» DATA RECORDS:
::::::::::
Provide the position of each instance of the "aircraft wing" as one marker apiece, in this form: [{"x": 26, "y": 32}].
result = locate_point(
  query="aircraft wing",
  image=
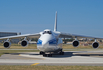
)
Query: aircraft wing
[
  {"x": 36, "y": 35},
  {"x": 68, "y": 35}
]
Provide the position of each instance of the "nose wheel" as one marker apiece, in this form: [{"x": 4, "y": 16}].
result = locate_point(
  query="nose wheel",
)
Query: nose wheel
[
  {"x": 61, "y": 52},
  {"x": 41, "y": 53}
]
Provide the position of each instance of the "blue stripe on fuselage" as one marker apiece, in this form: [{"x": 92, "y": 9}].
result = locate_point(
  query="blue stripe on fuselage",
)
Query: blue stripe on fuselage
[
  {"x": 39, "y": 42},
  {"x": 53, "y": 41}
]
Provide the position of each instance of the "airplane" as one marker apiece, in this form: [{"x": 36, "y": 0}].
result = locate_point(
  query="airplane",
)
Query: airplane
[{"x": 49, "y": 41}]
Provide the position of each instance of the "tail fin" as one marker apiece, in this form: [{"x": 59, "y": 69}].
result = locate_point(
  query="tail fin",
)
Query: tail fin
[{"x": 55, "y": 26}]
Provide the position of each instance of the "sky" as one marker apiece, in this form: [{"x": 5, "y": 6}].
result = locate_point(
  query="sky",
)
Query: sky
[{"x": 82, "y": 17}]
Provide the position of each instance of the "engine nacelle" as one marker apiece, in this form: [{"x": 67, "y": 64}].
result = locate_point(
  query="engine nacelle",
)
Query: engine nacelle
[
  {"x": 95, "y": 45},
  {"x": 75, "y": 43},
  {"x": 7, "y": 44},
  {"x": 24, "y": 43}
]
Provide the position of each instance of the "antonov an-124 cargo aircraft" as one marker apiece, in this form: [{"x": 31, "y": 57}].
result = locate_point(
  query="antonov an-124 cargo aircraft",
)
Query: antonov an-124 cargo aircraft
[{"x": 49, "y": 41}]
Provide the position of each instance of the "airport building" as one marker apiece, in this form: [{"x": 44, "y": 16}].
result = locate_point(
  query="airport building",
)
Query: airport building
[{"x": 4, "y": 34}]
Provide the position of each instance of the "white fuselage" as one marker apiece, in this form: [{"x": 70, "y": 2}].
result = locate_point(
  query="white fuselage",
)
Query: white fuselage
[{"x": 49, "y": 42}]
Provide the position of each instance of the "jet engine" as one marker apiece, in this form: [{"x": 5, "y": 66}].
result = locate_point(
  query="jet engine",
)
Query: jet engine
[
  {"x": 75, "y": 43},
  {"x": 7, "y": 44},
  {"x": 24, "y": 43},
  {"x": 95, "y": 45}
]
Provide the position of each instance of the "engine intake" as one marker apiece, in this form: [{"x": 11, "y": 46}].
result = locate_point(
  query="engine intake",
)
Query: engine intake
[
  {"x": 24, "y": 43},
  {"x": 7, "y": 44},
  {"x": 95, "y": 45},
  {"x": 75, "y": 43}
]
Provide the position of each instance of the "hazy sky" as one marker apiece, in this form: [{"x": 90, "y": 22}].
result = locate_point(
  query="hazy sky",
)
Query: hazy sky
[{"x": 84, "y": 17}]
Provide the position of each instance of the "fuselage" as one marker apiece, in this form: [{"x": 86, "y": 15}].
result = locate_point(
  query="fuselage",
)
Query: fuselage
::::::::::
» WHAT THE EXERCISE ASKS:
A verbatim copy of the entries, without the pictures, is what this task requires.

» SOLUTION TO THIS PROBLEM:
Provide the position of each instance of the "aircraft wing" as one marker apiece, in this form: [{"x": 26, "y": 32}].
result = locate_point(
  query="aircraft wing",
  image=
)
Query: aircraft wing
[
  {"x": 36, "y": 35},
  {"x": 68, "y": 35}
]
Provide the position of each instance of the "nose wheel" as one marker apiece, in this form: [{"x": 4, "y": 16}].
result = locate_point(
  query="nose wheel",
)
Query: nose wheel
[
  {"x": 61, "y": 52},
  {"x": 41, "y": 53}
]
Provide the position of each instance of the "blue stripe on fuselage" as one marker apiece, in this form: [{"x": 92, "y": 9}].
result = locate_point(
  query="blue stripe on fuselage",
)
Query: blue stripe on fuselage
[
  {"x": 39, "y": 42},
  {"x": 53, "y": 41}
]
Provide the position of each instance of the "airplane" as one marker apiece, in this form: [{"x": 36, "y": 0}].
result = locate_point(
  query="airplane",
)
Query: airplane
[{"x": 49, "y": 41}]
Provide the position of each instance of the "tail fin" as one marker apiece, in this form: [{"x": 59, "y": 69}].
result = locate_point(
  query="tail fin",
)
Query: tail fin
[{"x": 55, "y": 26}]
Provide the position of each instance of the "sky" as one marker apiece, in this form: [{"x": 5, "y": 6}].
result = locate_point(
  query="sky",
)
Query: sky
[{"x": 82, "y": 17}]
Provide the position of each instance of the "engine nacelle" as one marker apiece, in this form: [{"x": 67, "y": 64}].
result = locate_point(
  query="engine nacelle",
)
Query: engine nacelle
[
  {"x": 95, "y": 45},
  {"x": 75, "y": 43},
  {"x": 7, "y": 44},
  {"x": 24, "y": 43}
]
Provide the position of each instance of the "antonov an-124 cargo aircraft" as one marker apiece, in this form: [{"x": 31, "y": 57}].
result = locate_point(
  query="antonov an-124 cargo aircraft",
)
Query: antonov an-124 cargo aircraft
[{"x": 49, "y": 41}]
Provide the position of each instance of the "airport building" as one marker apiece, in this form: [{"x": 44, "y": 16}].
result = locate_point(
  query="airport building",
)
Query: airport building
[{"x": 4, "y": 34}]
Provide the position of each instance of the "white fuselage" as one marker apiece, in this form: [{"x": 70, "y": 2}].
result = locate_point(
  query="white fuselage",
)
Query: white fuselage
[{"x": 49, "y": 42}]
Provide the position of each instance of the "jet engine" as one marker apiece, in this form: [{"x": 5, "y": 66}].
result = locate_point(
  query="jet engine",
)
Query: jet engine
[
  {"x": 75, "y": 43},
  {"x": 7, "y": 44},
  {"x": 24, "y": 43},
  {"x": 95, "y": 45}
]
Provide the position of each instance of the "engine intake" as one marker apiece, in this form: [{"x": 11, "y": 46}].
result = locate_point(
  query="engine intake",
)
Query: engine intake
[
  {"x": 24, "y": 43},
  {"x": 7, "y": 44},
  {"x": 95, "y": 45},
  {"x": 75, "y": 43}
]
Provide the position of each instance of the "hazy sky" as one marker apiece, in this form: [{"x": 90, "y": 22}].
result = locate_point(
  query="hazy sky",
)
Query: hazy sky
[{"x": 84, "y": 17}]
Provide the position of each instance of the "fuselage" as one marker apiece, in this form: [{"x": 86, "y": 15}].
result = locate_point(
  query="fuselage",
)
Query: fuselage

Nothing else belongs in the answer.